** Opening Page extract block **

The committee intended to find out from county residents what they want the committee to focus on as the county grows and less land is used for agriculture.
Lyon said he thought the county needed a survey of its own concerning animal welfare after a similar survey in the city drew many responses from people who lived outside the city limits of Hendersonville.
“It said to me that people wanted to be heard,” he said.
The committee launched its Animal Welfare Survey in September and has to date received nearly 1,000 responses, which Lyon said is a large number for a government sponsored survey. He estimated several thousand more people looked at the survey without responding.
Results from the survey were both expected and surprising, said Teri Bentcover, a member of the committee who worked on the survey with Lyon.
The primary concern for people who responded was overwhelmingly the availability and affordability of veterinary care, including vaccines, she said.
People were also overwhelmingly concerned about the county’s spay-and-neuter program.
“There was great support of that,” she said.

** Closing Page extract block **
** Opening Data section block **

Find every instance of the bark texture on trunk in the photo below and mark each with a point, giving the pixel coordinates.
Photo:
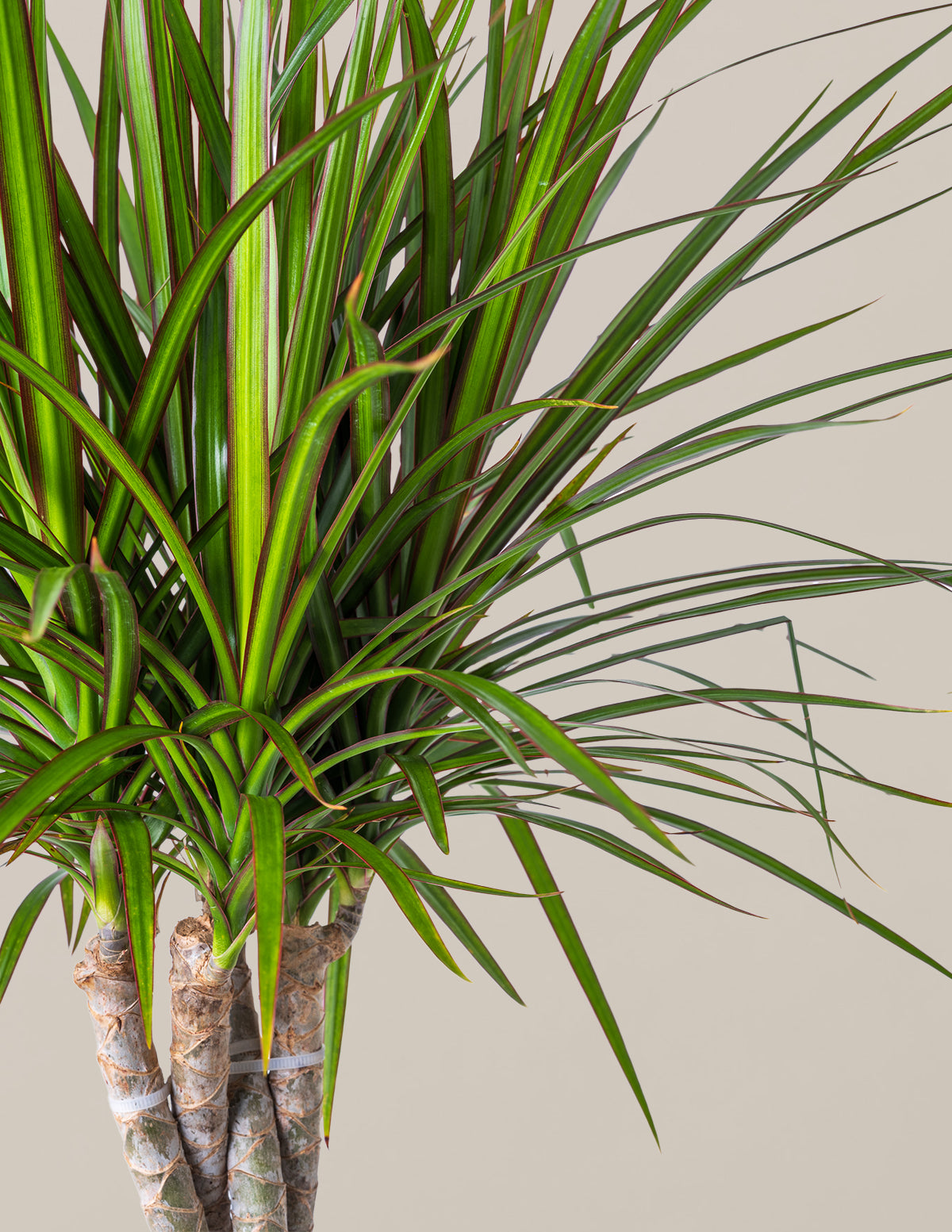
(255, 1182)
(305, 955)
(201, 1004)
(151, 1138)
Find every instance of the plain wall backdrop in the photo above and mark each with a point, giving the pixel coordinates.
(797, 1066)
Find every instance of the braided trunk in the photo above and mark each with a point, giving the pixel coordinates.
(305, 955)
(254, 1158)
(200, 1011)
(151, 1140)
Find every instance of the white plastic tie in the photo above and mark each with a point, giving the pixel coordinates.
(254, 1065)
(142, 1103)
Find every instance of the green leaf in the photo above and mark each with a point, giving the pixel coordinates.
(133, 846)
(552, 741)
(121, 642)
(532, 860)
(37, 290)
(425, 790)
(441, 904)
(336, 1007)
(253, 341)
(401, 888)
(21, 926)
(727, 843)
(267, 840)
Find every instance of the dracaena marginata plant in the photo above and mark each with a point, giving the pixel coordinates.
(265, 470)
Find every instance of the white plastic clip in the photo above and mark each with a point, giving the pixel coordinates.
(254, 1065)
(140, 1103)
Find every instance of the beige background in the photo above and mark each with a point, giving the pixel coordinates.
(797, 1067)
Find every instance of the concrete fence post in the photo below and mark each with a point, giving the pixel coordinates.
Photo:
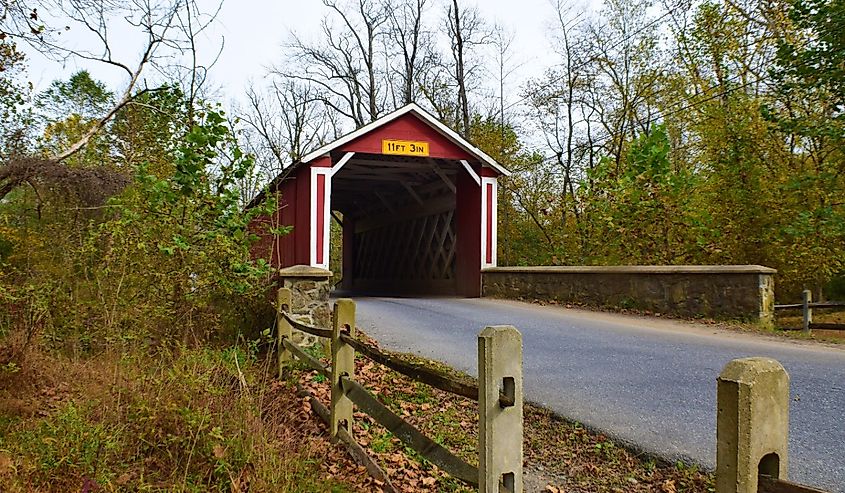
(283, 327)
(808, 312)
(500, 409)
(343, 364)
(752, 424)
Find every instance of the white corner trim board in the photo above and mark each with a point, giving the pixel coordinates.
(319, 254)
(489, 217)
(471, 172)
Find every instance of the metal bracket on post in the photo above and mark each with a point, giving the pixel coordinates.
(752, 424)
(343, 364)
(500, 410)
(283, 327)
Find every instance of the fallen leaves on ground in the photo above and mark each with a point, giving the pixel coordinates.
(564, 456)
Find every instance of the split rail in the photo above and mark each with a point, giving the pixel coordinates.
(807, 305)
(498, 393)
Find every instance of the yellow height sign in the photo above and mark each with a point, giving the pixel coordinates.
(404, 147)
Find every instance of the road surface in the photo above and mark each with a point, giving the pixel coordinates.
(647, 382)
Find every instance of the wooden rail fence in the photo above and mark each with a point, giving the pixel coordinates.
(752, 395)
(807, 305)
(499, 396)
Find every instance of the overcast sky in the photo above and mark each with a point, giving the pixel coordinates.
(255, 32)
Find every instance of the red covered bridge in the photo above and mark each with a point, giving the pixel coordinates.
(416, 201)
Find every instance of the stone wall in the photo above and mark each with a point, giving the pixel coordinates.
(744, 292)
(310, 287)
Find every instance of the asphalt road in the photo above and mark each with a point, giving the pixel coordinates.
(648, 382)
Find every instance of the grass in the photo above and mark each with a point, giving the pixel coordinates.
(183, 420)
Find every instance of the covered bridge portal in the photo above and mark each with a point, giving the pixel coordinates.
(417, 205)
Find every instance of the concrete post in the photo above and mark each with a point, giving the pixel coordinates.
(283, 327)
(808, 312)
(752, 424)
(500, 422)
(343, 364)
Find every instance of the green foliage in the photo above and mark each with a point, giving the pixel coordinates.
(80, 95)
(14, 96)
(638, 211)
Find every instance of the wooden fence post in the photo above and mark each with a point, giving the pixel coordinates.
(283, 327)
(343, 364)
(500, 410)
(808, 312)
(752, 424)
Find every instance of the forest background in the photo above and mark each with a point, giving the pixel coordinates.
(662, 132)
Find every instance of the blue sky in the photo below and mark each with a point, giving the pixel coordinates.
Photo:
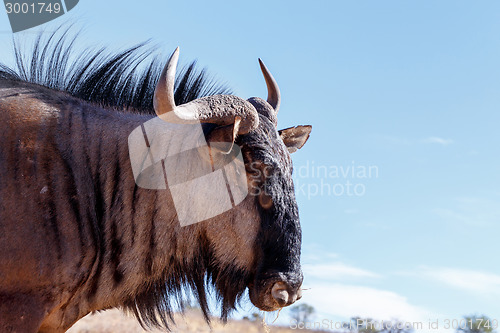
(409, 88)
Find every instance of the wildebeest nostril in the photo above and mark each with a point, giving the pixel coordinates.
(283, 295)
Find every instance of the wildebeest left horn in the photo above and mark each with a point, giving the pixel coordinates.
(273, 91)
(218, 109)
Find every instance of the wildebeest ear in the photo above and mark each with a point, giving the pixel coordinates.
(295, 137)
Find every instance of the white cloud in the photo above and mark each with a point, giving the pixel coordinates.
(341, 300)
(468, 280)
(336, 271)
(438, 140)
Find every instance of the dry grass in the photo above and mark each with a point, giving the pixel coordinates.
(115, 321)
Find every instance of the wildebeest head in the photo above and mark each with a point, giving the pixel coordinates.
(261, 237)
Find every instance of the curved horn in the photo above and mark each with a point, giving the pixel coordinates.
(273, 91)
(218, 109)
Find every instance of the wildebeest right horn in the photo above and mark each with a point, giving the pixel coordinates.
(218, 109)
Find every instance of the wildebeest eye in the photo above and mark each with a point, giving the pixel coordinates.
(265, 200)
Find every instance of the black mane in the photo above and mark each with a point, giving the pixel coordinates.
(118, 80)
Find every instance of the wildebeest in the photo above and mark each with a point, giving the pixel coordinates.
(78, 235)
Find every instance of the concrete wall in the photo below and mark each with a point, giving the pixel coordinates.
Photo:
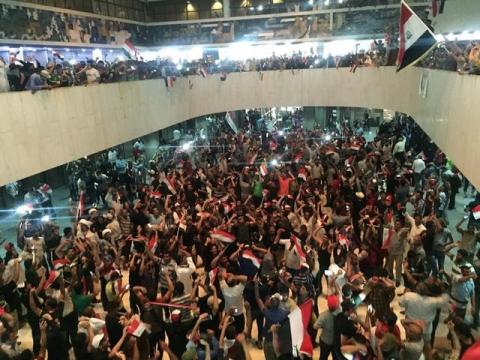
(458, 16)
(43, 130)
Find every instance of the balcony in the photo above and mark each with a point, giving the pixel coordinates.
(47, 129)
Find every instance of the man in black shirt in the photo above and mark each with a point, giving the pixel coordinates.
(344, 328)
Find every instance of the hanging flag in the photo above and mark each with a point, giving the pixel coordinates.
(80, 206)
(230, 122)
(435, 7)
(131, 50)
(263, 169)
(223, 236)
(249, 255)
(294, 334)
(476, 212)
(169, 81)
(136, 328)
(416, 39)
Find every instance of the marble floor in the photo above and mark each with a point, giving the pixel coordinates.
(8, 230)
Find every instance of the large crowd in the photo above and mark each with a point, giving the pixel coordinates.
(303, 231)
(18, 75)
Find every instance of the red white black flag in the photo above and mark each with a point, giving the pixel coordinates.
(416, 39)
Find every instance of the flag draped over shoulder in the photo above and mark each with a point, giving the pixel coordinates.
(131, 50)
(293, 331)
(416, 39)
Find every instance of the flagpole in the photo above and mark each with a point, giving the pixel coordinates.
(428, 30)
(415, 14)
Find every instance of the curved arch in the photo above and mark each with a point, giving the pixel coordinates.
(50, 128)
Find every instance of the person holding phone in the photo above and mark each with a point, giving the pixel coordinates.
(232, 287)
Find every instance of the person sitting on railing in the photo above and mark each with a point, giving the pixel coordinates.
(38, 80)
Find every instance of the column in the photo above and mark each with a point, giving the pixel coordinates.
(226, 8)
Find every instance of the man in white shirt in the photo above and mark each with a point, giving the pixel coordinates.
(185, 271)
(232, 290)
(420, 306)
(417, 227)
(92, 74)
(418, 168)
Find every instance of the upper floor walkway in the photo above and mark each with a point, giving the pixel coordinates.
(49, 128)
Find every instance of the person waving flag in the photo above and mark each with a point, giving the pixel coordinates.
(416, 39)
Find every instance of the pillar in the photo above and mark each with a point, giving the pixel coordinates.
(226, 9)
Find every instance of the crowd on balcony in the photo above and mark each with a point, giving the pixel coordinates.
(18, 75)
(251, 228)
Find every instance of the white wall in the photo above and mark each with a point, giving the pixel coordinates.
(50, 128)
(458, 16)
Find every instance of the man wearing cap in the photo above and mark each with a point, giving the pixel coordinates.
(273, 315)
(463, 286)
(325, 322)
(37, 80)
(418, 167)
(397, 242)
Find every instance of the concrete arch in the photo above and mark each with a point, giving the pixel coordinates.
(49, 128)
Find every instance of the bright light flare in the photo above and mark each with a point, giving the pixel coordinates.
(24, 210)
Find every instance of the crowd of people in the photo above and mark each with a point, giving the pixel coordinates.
(19, 75)
(252, 228)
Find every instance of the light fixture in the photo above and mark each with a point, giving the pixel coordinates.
(217, 5)
(23, 210)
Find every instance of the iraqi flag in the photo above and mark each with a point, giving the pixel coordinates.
(263, 169)
(153, 242)
(416, 39)
(298, 249)
(131, 50)
(156, 194)
(170, 186)
(136, 328)
(249, 255)
(212, 276)
(80, 207)
(294, 334)
(59, 264)
(203, 72)
(169, 81)
(223, 236)
(387, 237)
(251, 161)
(476, 212)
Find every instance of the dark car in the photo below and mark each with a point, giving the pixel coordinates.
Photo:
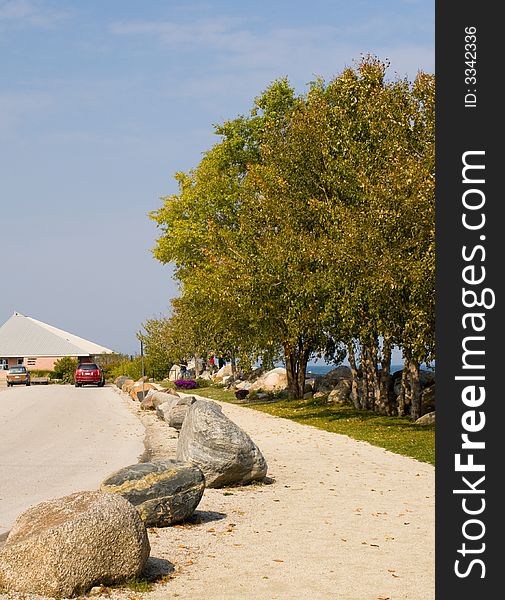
(89, 373)
(18, 375)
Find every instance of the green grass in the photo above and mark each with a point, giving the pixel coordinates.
(396, 434)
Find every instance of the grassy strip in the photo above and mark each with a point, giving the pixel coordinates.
(396, 434)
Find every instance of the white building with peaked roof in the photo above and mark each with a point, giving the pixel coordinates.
(37, 345)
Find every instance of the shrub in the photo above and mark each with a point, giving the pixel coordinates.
(64, 369)
(130, 368)
(185, 384)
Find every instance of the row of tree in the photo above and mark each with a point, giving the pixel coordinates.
(308, 230)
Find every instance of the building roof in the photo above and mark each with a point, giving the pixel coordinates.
(23, 336)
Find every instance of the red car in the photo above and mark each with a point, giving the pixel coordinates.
(89, 373)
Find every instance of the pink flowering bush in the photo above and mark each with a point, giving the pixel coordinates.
(185, 384)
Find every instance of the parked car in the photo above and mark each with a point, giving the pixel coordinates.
(89, 373)
(18, 375)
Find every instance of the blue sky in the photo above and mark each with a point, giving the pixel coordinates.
(102, 101)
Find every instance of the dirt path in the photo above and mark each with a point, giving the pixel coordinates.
(56, 439)
(339, 520)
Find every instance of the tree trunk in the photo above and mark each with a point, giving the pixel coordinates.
(364, 379)
(385, 380)
(415, 390)
(354, 375)
(296, 365)
(233, 362)
(404, 396)
(370, 375)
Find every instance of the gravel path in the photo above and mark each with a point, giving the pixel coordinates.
(56, 439)
(337, 519)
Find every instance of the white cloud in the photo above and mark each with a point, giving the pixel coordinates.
(312, 50)
(31, 13)
(17, 107)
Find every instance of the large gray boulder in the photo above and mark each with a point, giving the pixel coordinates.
(341, 393)
(330, 380)
(427, 419)
(63, 547)
(224, 452)
(174, 411)
(163, 492)
(272, 381)
(428, 399)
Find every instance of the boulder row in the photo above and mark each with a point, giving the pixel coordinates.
(63, 547)
(163, 492)
(222, 450)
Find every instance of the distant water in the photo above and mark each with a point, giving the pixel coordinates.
(322, 369)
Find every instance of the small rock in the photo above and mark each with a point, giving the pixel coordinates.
(64, 547)
(224, 452)
(164, 492)
(427, 419)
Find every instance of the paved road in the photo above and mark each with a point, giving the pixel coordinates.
(56, 439)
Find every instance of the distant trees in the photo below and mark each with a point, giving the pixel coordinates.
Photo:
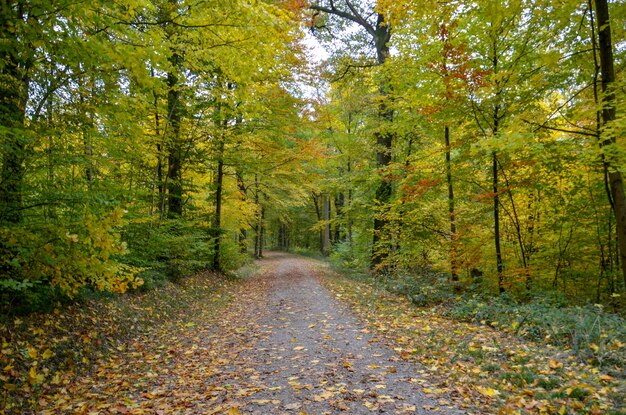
(123, 147)
(495, 138)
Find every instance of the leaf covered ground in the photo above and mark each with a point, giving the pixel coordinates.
(280, 342)
(483, 365)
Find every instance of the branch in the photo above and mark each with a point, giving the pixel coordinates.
(562, 130)
(356, 18)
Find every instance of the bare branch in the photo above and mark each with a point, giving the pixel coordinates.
(356, 18)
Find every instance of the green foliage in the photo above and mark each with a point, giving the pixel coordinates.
(68, 257)
(590, 331)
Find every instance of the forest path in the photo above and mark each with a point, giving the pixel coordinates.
(307, 353)
(284, 345)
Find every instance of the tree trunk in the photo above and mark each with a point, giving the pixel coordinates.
(13, 97)
(174, 118)
(340, 234)
(217, 220)
(605, 49)
(453, 264)
(496, 224)
(261, 232)
(384, 140)
(243, 233)
(326, 234)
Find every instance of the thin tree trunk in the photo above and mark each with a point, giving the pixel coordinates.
(217, 219)
(262, 232)
(605, 49)
(326, 237)
(174, 117)
(243, 233)
(453, 237)
(496, 224)
(13, 96)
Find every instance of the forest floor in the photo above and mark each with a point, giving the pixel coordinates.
(295, 338)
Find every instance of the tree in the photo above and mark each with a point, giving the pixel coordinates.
(605, 51)
(380, 33)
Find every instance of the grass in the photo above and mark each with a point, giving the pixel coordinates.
(44, 351)
(498, 356)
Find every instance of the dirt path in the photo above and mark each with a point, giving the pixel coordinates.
(311, 355)
(285, 345)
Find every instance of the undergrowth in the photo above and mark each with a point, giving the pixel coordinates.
(44, 351)
(591, 332)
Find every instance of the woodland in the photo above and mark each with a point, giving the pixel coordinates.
(465, 152)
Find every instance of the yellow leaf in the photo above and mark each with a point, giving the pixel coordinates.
(489, 392)
(33, 377)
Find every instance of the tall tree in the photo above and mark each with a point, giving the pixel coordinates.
(379, 32)
(605, 50)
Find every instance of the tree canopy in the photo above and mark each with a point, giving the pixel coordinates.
(149, 139)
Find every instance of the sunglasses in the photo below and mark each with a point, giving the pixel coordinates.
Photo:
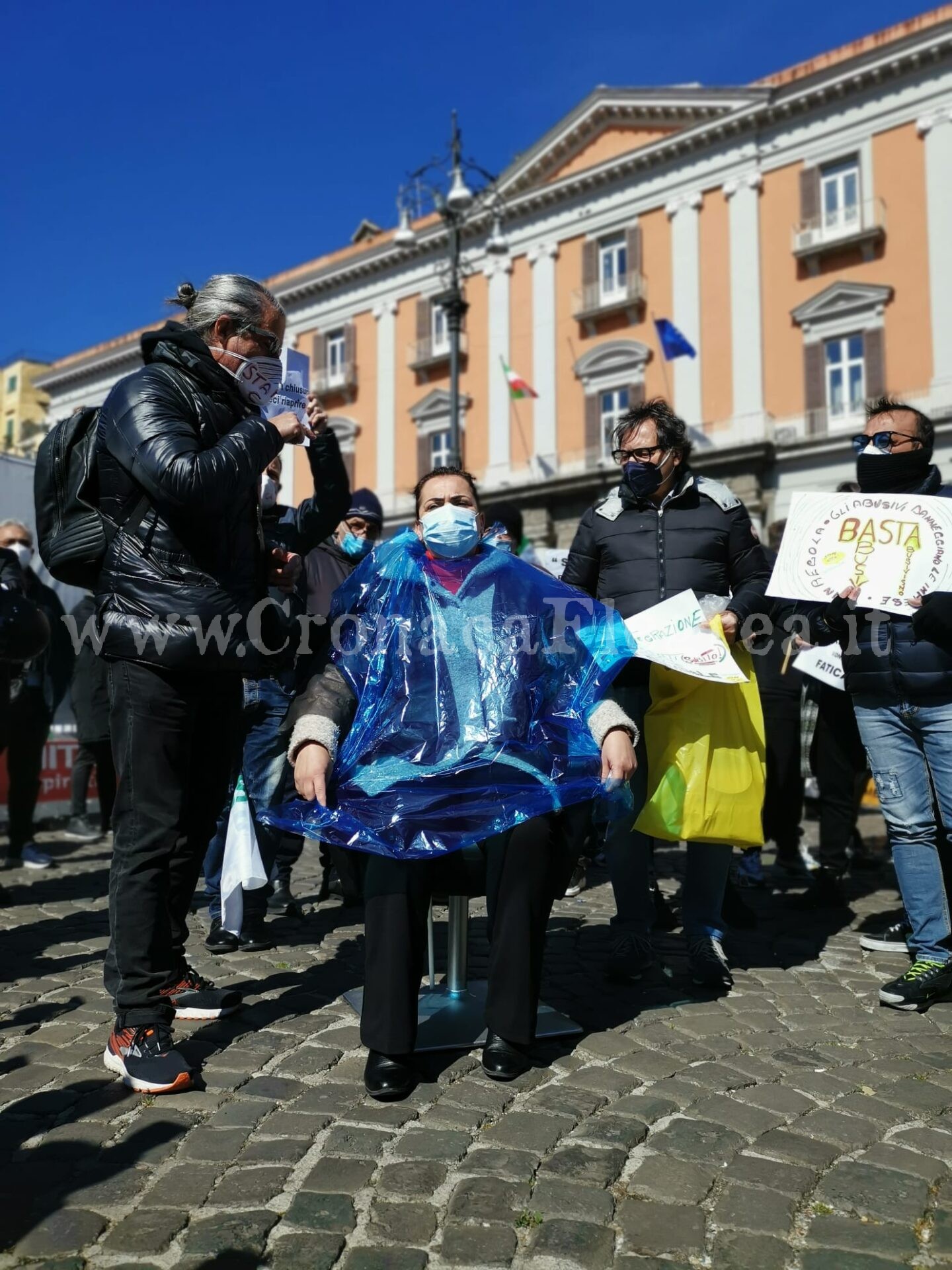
(881, 440)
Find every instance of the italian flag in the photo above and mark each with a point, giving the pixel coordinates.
(518, 388)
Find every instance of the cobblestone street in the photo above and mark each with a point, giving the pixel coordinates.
(790, 1124)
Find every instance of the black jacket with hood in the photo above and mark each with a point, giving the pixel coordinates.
(179, 432)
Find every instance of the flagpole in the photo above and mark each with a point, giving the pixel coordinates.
(664, 362)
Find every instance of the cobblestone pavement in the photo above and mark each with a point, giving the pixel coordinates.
(790, 1124)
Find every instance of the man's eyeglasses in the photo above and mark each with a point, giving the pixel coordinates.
(881, 440)
(643, 455)
(268, 339)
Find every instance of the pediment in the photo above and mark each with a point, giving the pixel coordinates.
(842, 300)
(612, 122)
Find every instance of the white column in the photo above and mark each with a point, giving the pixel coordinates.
(936, 128)
(746, 333)
(385, 314)
(686, 286)
(542, 259)
(498, 272)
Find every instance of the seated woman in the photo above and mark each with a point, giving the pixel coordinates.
(473, 704)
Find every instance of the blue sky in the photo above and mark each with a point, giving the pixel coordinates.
(149, 144)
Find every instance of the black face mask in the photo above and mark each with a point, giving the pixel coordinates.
(892, 474)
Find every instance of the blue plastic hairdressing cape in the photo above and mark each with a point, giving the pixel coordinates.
(471, 708)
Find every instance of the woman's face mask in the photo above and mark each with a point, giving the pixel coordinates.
(258, 378)
(450, 531)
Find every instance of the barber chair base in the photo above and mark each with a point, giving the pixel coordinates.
(456, 1020)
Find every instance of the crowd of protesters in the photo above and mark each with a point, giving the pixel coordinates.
(175, 723)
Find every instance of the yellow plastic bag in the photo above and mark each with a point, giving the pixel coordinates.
(706, 759)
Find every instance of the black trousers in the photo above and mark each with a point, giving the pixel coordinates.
(838, 761)
(30, 730)
(89, 755)
(783, 796)
(524, 869)
(175, 736)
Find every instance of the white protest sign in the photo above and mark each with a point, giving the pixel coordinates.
(823, 663)
(891, 546)
(295, 385)
(674, 634)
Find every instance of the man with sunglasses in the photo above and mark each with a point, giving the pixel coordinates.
(899, 673)
(664, 530)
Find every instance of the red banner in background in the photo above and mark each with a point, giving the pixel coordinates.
(55, 778)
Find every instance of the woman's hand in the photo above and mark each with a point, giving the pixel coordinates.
(311, 767)
(619, 759)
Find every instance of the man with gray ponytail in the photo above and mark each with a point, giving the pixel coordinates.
(180, 448)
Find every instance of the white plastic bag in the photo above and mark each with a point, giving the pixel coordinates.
(243, 868)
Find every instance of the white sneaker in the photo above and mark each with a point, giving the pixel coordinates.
(32, 857)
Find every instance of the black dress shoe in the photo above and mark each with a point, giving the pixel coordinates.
(389, 1078)
(219, 940)
(254, 937)
(504, 1060)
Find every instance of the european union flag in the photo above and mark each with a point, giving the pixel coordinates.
(673, 343)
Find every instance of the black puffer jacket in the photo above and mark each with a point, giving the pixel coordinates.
(888, 661)
(179, 431)
(636, 553)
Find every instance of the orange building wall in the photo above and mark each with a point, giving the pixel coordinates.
(899, 178)
(716, 372)
(521, 413)
(899, 172)
(608, 145)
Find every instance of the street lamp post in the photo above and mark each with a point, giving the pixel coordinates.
(456, 207)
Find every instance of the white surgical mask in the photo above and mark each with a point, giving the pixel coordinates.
(450, 531)
(258, 378)
(23, 553)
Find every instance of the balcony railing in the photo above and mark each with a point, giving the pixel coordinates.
(851, 226)
(594, 300)
(338, 379)
(429, 352)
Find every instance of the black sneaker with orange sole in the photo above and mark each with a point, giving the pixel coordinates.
(196, 997)
(146, 1060)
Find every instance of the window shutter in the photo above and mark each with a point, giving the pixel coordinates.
(875, 362)
(593, 429)
(589, 265)
(815, 388)
(633, 245)
(319, 353)
(809, 194)
(424, 462)
(423, 320)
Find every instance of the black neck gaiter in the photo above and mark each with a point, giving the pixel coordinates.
(892, 474)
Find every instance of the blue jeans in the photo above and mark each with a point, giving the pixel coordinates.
(629, 857)
(910, 757)
(266, 771)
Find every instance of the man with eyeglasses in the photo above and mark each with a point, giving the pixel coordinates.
(664, 530)
(899, 673)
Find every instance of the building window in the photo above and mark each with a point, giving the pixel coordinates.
(846, 376)
(441, 447)
(440, 331)
(840, 196)
(337, 346)
(612, 267)
(614, 404)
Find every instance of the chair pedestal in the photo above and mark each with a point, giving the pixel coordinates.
(452, 1014)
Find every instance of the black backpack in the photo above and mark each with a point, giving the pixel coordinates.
(73, 535)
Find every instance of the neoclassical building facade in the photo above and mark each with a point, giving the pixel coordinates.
(796, 230)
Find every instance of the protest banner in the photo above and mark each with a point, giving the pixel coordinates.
(824, 665)
(891, 546)
(677, 635)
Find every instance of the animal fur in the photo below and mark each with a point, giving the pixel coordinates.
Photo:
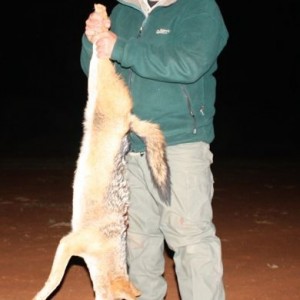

** Closing Data section block **

◆ Exercise directions: Do the following statements agree with the animal welfare survey article? For each, answer yes or no and quote the deciding words of the article. (a) The survey has received close to 1,000 responses so far. (b) Respondents' primary concern was the county's spay-and-neuter program. (c) The committee launched the survey in September.

◆ Finished task:
(a) Yes: "has to date received nearly 1,000 responses"
(b) No: "The primary concern for people who responded was overwhelmingly the availability and affordability of veterinary care, including vaccines"
(c) Yes: "The committee launched its Animal Welfare Survey in September"